> [実施する課題]:
次の1.〜3.が糖尿病フォーラムの記事の内容と合っているかを「はい」か「いいえ」で答え、判断の決め手となる記事の語句をそのまま引用すること。
1. フォーラムは平成24年12月1日に開催された。
2. 日本人の総カロリー摂取量は1950年代から2000年代にかけて大きく増えた。
3. ファーストフードが日本に初出店したのは1971年である。
─── 抜粋本文
地域医療ニュース

糖尿病をテーマに銚子市で地域医療フォーラムが開催

2013. 01.11   文/寺西 芝

 平成24年12月1日、「銚子市保健福祉センター すこやかなまなびの城」で糖尿病をテーマに地域医療フォーラムが開催された。千葉大学大学院医学研究院の横手幸太郎教授を招き、「子どもから大人まで役立つ生活習慣病講座 子どもを持つ母親から高齢者まで年代別対処法を公開」と題して、糖尿病の危険性や子どものころからの生活習慣の改善について講演をしてもらった。それでは、以下に講演内容をご紹介しよう。

糖尿病はなぜこんなに増えたのか?

千葉大学大学院医学研究院 細胞治療内科学 教授 横手幸太郎氏
千葉大学大学院医学研究院 細胞治療内科学 教授
横手幸太郎氏

 糖尿病患者数は年々増加の一途をたどっている。1950年代から徐々に増え始め、1970年代後半から劇的に増え始めている。今では糖尿病が疑われる人は890万人とも言われている(平成19年国民栄養・健康調査)。

 では、なぜ糖尿病が増加したのか? 横手教授はその背景について述べる。

 食生活の欧米化との関係が取りざたされているが、実は、日本人の総カロリー摂取量を見ても1950年代~2000年代まで大きな変化は見られない。ただ、動物性脂肪の摂取量について見ると、似たような増え方をしている。ファーストフードが日本に初出店したのが1971年。ちょうどそのあたりから動物性脂肪の摂取量が増え始め、糖尿病患者数も同様に増えてきた。

 しかしそれ以上に、糖尿病の増加とほぼ同じような曲線を描くものがあった。それは自動車の台数だ。自動車の普及や、エレベーターやエスカレーターの普及など便利な生活による運動不足が、糖尿病の増加と大きなかかわりがあるのではないかと想像できる。つまり、動物性脂肪を多く摂取するような食生活の欧米化に加えて、車社会など生活習慣の欧米化が関係しているのだ。
──────
─── 提供資料
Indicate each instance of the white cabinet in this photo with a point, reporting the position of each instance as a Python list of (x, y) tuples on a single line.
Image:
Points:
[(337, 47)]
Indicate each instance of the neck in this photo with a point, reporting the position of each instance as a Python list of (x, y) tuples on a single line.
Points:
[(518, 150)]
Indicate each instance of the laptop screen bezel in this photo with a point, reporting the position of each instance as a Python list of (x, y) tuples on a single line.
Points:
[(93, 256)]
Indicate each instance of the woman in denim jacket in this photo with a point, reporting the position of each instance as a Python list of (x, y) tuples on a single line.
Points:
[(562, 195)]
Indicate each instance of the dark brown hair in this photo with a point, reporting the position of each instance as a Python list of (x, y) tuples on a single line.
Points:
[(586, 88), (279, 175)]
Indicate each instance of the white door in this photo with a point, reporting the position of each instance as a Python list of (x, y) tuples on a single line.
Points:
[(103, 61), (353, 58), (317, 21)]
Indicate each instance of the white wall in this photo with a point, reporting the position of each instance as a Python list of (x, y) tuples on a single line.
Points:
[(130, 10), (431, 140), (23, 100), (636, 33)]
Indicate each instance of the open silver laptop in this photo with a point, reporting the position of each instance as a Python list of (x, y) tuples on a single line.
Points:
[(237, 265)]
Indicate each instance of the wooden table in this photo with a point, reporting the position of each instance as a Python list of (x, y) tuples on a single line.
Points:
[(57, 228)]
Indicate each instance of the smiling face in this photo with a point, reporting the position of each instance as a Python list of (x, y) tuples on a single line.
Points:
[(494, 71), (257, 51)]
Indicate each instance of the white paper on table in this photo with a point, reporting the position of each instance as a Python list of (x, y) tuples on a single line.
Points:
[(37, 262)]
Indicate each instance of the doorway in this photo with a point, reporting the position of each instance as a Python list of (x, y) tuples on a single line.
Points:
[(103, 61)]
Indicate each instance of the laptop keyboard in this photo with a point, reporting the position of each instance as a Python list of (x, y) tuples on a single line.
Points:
──────
> [解答]:
1. はい。「平成24年12月1日、「銚子市保健福祉センター すこやかなまなびの城」で糖尿病をテーマに地域医療フォーラムが開催された」
2. いいえ。「日本人の総カロリー摂取量を見ても1950年代~2000年代まで大きな変化は見られない」
3. はい。「ファーストフードが日本に初出店したのが1971年」